%%

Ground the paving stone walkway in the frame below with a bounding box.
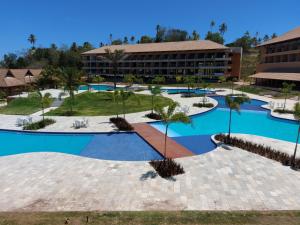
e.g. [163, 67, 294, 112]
[0, 148, 300, 211]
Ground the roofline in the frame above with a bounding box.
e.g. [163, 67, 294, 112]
[81, 40, 230, 55]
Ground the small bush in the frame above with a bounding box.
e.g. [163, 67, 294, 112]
[146, 113, 161, 120]
[23, 118, 56, 130]
[215, 134, 300, 169]
[193, 103, 214, 108]
[274, 109, 295, 114]
[150, 159, 184, 178]
[109, 117, 134, 131]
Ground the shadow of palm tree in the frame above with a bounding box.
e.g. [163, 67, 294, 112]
[140, 170, 157, 181]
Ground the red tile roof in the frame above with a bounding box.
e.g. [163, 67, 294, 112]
[82, 40, 228, 55]
[250, 72, 300, 81]
[258, 27, 300, 46]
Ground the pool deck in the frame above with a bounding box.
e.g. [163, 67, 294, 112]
[133, 123, 194, 158]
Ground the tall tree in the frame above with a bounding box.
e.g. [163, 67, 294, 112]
[155, 102, 191, 158]
[37, 91, 51, 122]
[210, 20, 216, 32]
[130, 36, 135, 44]
[225, 95, 250, 143]
[27, 34, 36, 49]
[192, 30, 200, 40]
[281, 82, 295, 110]
[205, 31, 224, 44]
[123, 36, 128, 45]
[148, 85, 161, 114]
[102, 48, 125, 89]
[61, 67, 81, 112]
[219, 23, 227, 36]
[109, 33, 112, 44]
[291, 102, 300, 168]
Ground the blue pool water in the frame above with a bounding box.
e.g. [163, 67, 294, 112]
[78, 84, 119, 91]
[162, 88, 213, 94]
[152, 97, 298, 142]
[0, 130, 162, 161]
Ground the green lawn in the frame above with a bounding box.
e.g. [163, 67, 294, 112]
[0, 97, 47, 115]
[0, 211, 300, 225]
[46, 92, 172, 116]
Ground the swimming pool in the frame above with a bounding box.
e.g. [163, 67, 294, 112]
[78, 84, 120, 91]
[162, 88, 214, 94]
[0, 130, 162, 161]
[151, 96, 298, 152]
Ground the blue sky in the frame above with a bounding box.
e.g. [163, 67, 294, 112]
[0, 0, 300, 58]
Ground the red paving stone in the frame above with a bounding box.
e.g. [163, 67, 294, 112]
[132, 123, 194, 158]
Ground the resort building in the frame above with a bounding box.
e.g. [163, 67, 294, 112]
[0, 68, 42, 95]
[250, 27, 300, 87]
[82, 40, 242, 79]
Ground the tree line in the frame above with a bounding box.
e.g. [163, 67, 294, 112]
[0, 20, 277, 69]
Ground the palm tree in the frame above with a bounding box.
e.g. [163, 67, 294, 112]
[130, 36, 135, 44]
[148, 85, 161, 114]
[201, 80, 209, 105]
[281, 82, 295, 110]
[192, 30, 200, 40]
[210, 20, 216, 32]
[225, 95, 250, 142]
[112, 90, 121, 118]
[291, 102, 300, 168]
[37, 91, 51, 122]
[183, 76, 195, 96]
[61, 67, 81, 114]
[102, 48, 125, 89]
[155, 102, 191, 158]
[219, 23, 227, 35]
[120, 89, 140, 119]
[27, 34, 36, 49]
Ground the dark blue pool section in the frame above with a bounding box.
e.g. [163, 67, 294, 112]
[79, 133, 163, 161]
[172, 134, 216, 155]
[211, 96, 268, 111]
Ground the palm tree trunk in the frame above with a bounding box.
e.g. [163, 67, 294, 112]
[122, 100, 125, 119]
[291, 121, 300, 168]
[116, 102, 119, 118]
[42, 103, 45, 122]
[114, 69, 117, 90]
[283, 95, 287, 111]
[151, 95, 154, 114]
[164, 124, 169, 158]
[227, 109, 232, 142]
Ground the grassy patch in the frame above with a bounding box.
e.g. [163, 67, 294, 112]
[23, 118, 55, 130]
[0, 97, 47, 115]
[0, 211, 300, 225]
[46, 92, 172, 116]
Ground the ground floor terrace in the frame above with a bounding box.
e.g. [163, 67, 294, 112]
[0, 86, 300, 211]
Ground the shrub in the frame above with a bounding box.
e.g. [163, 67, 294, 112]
[215, 134, 300, 169]
[193, 103, 214, 108]
[274, 109, 295, 114]
[146, 113, 161, 120]
[23, 118, 56, 130]
[150, 159, 184, 178]
[109, 117, 134, 131]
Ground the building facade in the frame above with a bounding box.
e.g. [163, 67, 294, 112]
[0, 68, 42, 95]
[82, 40, 242, 79]
[250, 27, 300, 87]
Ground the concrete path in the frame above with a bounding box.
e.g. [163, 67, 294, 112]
[0, 148, 300, 211]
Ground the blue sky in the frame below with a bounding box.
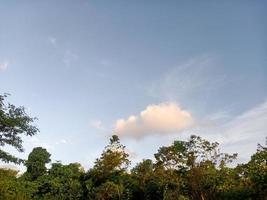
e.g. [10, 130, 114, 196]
[0, 0, 267, 168]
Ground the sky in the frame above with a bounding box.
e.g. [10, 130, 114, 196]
[0, 0, 267, 169]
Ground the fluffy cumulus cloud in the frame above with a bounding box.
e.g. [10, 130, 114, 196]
[115, 103, 194, 138]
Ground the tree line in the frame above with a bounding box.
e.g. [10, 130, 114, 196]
[0, 95, 267, 200]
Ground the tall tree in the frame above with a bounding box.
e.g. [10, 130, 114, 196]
[25, 147, 51, 180]
[0, 94, 38, 164]
[94, 135, 130, 182]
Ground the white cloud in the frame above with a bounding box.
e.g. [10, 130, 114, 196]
[28, 136, 55, 150]
[145, 55, 229, 106]
[190, 100, 267, 163]
[0, 61, 9, 72]
[90, 120, 105, 130]
[62, 51, 78, 67]
[115, 103, 194, 138]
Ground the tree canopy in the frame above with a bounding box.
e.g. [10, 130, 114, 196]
[0, 94, 38, 163]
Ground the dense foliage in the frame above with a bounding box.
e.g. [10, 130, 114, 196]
[0, 96, 267, 200]
[0, 135, 267, 200]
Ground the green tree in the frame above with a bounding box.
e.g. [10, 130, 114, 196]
[93, 135, 130, 184]
[35, 163, 84, 200]
[25, 147, 51, 180]
[0, 95, 38, 164]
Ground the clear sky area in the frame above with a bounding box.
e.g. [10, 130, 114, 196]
[0, 0, 267, 169]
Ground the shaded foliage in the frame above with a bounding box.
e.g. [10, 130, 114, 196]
[0, 94, 38, 163]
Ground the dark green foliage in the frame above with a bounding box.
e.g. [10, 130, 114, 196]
[25, 147, 51, 180]
[0, 132, 267, 200]
[0, 95, 38, 164]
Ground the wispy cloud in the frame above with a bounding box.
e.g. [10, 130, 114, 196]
[48, 36, 57, 47]
[115, 103, 194, 138]
[192, 100, 267, 162]
[62, 50, 78, 67]
[90, 120, 105, 131]
[146, 55, 229, 103]
[0, 61, 9, 72]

%%

Please rewrite the lines from the first one through the line containing "[133, 123, 194, 158]", replacing "frame" with "image" and keeping everything else unchanged. Give only those lines, and leave the pictures out.

Ground the paving stone walkway in the image below with a bounding box.
e.g. [163, 67, 294, 112]
[0, 148, 300, 211]
Ground the roofline in the image above with a bounding box.
e.g. [163, 67, 294, 112]
[81, 40, 230, 55]
Ground the small bush in the image above with a bounding box.
e.g. [163, 67, 294, 112]
[146, 113, 161, 120]
[23, 118, 56, 130]
[215, 134, 300, 169]
[193, 103, 214, 108]
[274, 109, 295, 114]
[150, 159, 184, 178]
[109, 117, 134, 131]
Ground the shadow of palm tree in the image above with a bounding box.
e.g. [163, 67, 294, 112]
[140, 170, 157, 181]
Ground the red tile roof in the image above with a bounding box.
e.g. [163, 67, 294, 112]
[82, 40, 228, 55]
[250, 72, 300, 81]
[258, 27, 300, 46]
Ground the pool deck in the image above with a bounding box.
e.g. [163, 67, 294, 112]
[133, 123, 194, 158]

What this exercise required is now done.